Text shown
_ _ _

Although initially thought to be rare [10], a reset osmostat with sustained hyponatremia has been reported from a myriad of physiologic and pathologic processes. This condition is defined by in patients with persistent hyponatremia with hypo-osmolality but intact urinary concentrating and diluting capacity. Specifically, chronic hyponatremia due to a reset osmostat has been reported in patients with gastric carcinoma [11], tuberculosis [12], neurological disease [13, 14], and head trauma [10]. Interestingly, chronic exogenous desmopressin abuse also resets the osmostat and this abnormality can persist for several months or more [15]. A subset of patients with primary polydipsia (as detected in our patient), increase their urine concentration (that is, release ADH) during fluid deprivation, albeit at a lower than normal serum osmolality [16]. A reset osmostat also occurs in normal pregnancy but returns to normal postpartum [17], showing that the osmostat setpoint is remarkably flexible and can be reset when physiologic circumstances alter circulating blood volume.

As observed in our case, substantial evidence suggests that psychiatric patients with polydipsia reset their osmostat. In a series of 20 patients with psychogenic polydipsia and hyponatremia, moderate-to-severe hyponatremia (98–124 mEq/L), and an astonishing range of daily free water clearance between 12 and 36 L was observed after water intake of 7–43 L daily [16]. Remarkably, seven patients subjected to fluid restriction experienced a “reset osmostat” characterized by urinary osmolality that exceeded serum osmolality when serum osmolality rose only to 242–272 mOsm/kg, a level significantly below the normal range. Based on existing literature [16] and our patient’s ability to concentrate or dilute his urine at a lower serum sodium setpoint than expected, we speculate that chronic hyponatremia itself resets the osmostat by altering the feedback loop located in the hypothalamic-pituitary axis that controls thirst [18]. Taken together, these reports suggest that hypothalamic–pituitary axis may be amenable to pharmacologic intervention that resets the osmotic setpoint.

_ _ _

Exercise details
Answer these questions from the passage on reset osmostat.
1. In which normal physiologic state does a reset osmostat occur, and when does it return to normal?
2. How long can the osmostat abnormality from chronic exogenous desmopressin abuse persist?
3. What range of daily water intake was reported in the series of 20 patients with psychogenic polydipsia and hyponatremia?
The items after this passage come from a different source.

_ _ _

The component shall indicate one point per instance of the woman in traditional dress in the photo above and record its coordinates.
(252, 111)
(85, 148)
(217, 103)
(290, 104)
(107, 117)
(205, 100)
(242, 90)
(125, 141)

_ _ _

Exercise output
1. Normal pregnancy; it returns to normal postpartum.
2. Several months or more.
3. 7–43 L daily.